* [DIRECTIONS FOR THIS TASK] Copy out all lines bearing the word "space" from the listing below.

* [DATA IN THIS EXERCISE]
:::
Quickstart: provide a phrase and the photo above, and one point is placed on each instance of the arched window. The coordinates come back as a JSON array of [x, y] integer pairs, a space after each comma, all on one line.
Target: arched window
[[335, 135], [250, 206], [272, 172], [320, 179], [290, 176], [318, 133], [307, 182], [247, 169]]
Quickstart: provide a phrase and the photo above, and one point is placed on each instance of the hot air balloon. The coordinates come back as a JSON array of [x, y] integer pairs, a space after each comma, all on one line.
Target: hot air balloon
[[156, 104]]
:::
* [RESULT OF THIS TASK]
Quickstart: provide a phrase and the photo above, and one point is placed on each instance of the arched window. The coordinates come back as a JSON array of [x, y] integer pairs, a space after each comma, all on one line.
Quickstart: provide a phrase and the photo above, and one point is placed on each instance of the hot air balloon. The coordinates come back as a JSON array of [x, y] integer pairs, a space after each comma, all on one line.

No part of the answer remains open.